WHAT IS BEING ASKED
Could you copy out every line of the items below, requests included, with each x and y coordinate in the answers multiplied by 2 and rounded to a whole number, halves rounding up? Leave the numbers in the requests and their sample formats as they are.

Items from a pointing dataset

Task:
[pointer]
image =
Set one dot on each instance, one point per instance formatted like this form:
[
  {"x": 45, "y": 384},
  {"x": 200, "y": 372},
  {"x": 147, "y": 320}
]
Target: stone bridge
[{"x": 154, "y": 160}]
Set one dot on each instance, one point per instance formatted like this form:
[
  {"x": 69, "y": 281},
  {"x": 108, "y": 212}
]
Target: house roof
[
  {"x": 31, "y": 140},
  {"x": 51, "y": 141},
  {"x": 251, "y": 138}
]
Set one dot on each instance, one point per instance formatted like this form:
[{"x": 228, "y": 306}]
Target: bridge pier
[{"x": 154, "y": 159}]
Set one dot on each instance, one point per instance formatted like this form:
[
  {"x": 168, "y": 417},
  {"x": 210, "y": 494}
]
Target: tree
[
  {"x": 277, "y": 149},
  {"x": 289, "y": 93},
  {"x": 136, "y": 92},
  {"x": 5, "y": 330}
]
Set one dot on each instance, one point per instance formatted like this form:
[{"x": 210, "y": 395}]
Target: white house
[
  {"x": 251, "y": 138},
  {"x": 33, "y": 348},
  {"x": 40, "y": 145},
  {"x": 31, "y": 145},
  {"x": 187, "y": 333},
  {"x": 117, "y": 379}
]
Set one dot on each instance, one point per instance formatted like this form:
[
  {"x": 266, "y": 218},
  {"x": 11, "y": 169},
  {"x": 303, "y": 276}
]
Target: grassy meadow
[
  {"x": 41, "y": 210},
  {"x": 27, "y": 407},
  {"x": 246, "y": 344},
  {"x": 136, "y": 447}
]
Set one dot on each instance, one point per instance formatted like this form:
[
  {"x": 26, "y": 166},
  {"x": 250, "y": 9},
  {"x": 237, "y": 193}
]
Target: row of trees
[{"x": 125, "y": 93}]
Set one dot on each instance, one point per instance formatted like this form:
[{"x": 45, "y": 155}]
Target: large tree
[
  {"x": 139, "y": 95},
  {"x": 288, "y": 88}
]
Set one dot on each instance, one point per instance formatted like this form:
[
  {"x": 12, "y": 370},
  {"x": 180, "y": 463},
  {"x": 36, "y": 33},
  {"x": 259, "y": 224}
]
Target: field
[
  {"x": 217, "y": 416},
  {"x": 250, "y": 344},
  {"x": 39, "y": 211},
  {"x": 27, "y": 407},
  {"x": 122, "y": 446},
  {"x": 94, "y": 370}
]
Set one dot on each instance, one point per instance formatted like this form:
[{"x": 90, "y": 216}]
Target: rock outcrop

RESPONSE TO THIS TASK
Task:
[pointer]
image =
Set one dot on each instance, one point per instance formatted like this form:
[
  {"x": 45, "y": 384},
  {"x": 200, "y": 372},
  {"x": 147, "y": 320}
]
Target: stone bridge
[{"x": 308, "y": 320}]
Set one dot on each instance, one point per instance formatted like this form:
[
  {"x": 69, "y": 281},
  {"x": 108, "y": 212}
]
Target: house roof
[
  {"x": 62, "y": 280},
  {"x": 102, "y": 282},
  {"x": 502, "y": 276}
]
Set one dot on each instance, one point per instance formatted like this form:
[{"x": 228, "y": 306}]
Target: bridge pier
[{"x": 308, "y": 318}]
Set one dot on each instance, one point per instance formatted like this form:
[
  {"x": 168, "y": 417},
  {"x": 210, "y": 494}
]
Target: tree
[
  {"x": 554, "y": 298},
  {"x": 578, "y": 186},
  {"x": 272, "y": 184},
  {"x": 10, "y": 660}
]
Set one dot on each instance, one point per instance formatted like this form:
[{"x": 210, "y": 395}]
Target: white house
[
  {"x": 502, "y": 276},
  {"x": 66, "y": 696},
  {"x": 80, "y": 290},
  {"x": 62, "y": 290},
  {"x": 374, "y": 666},
  {"x": 234, "y": 758}
]
Set one dot on each instance, one point per instance formatted like this form:
[
  {"x": 266, "y": 218},
  {"x": 11, "y": 169},
  {"x": 303, "y": 276}
]
Target: grassy meadow
[
  {"x": 82, "y": 420},
  {"x": 54, "y": 814},
  {"x": 492, "y": 688},
  {"x": 272, "y": 894}
]
Set one dot on each instance, one point per instance formatted like this form:
[
  {"x": 26, "y": 166},
  {"x": 250, "y": 9},
  {"x": 237, "y": 193}
]
Target: row of trees
[{"x": 250, "y": 186}]
Set one dot on each instance, one point per instance formatted like this form:
[{"x": 45, "y": 155}]
Target: large tree
[
  {"x": 278, "y": 190},
  {"x": 576, "y": 176}
]
Set one dot on each instance, one point per instance formatted like this form:
[
  {"x": 12, "y": 370},
  {"x": 180, "y": 463},
  {"x": 36, "y": 33},
  {"x": 259, "y": 224}
]
Target: field
[
  {"x": 434, "y": 832},
  {"x": 500, "y": 688},
  {"x": 78, "y": 422},
  {"x": 54, "y": 814},
  {"x": 244, "y": 892},
  {"x": 188, "y": 740}
]
Set one dot on each instance, one point per instance formatted like this form:
[{"x": 90, "y": 216}]
Target: rock outcrop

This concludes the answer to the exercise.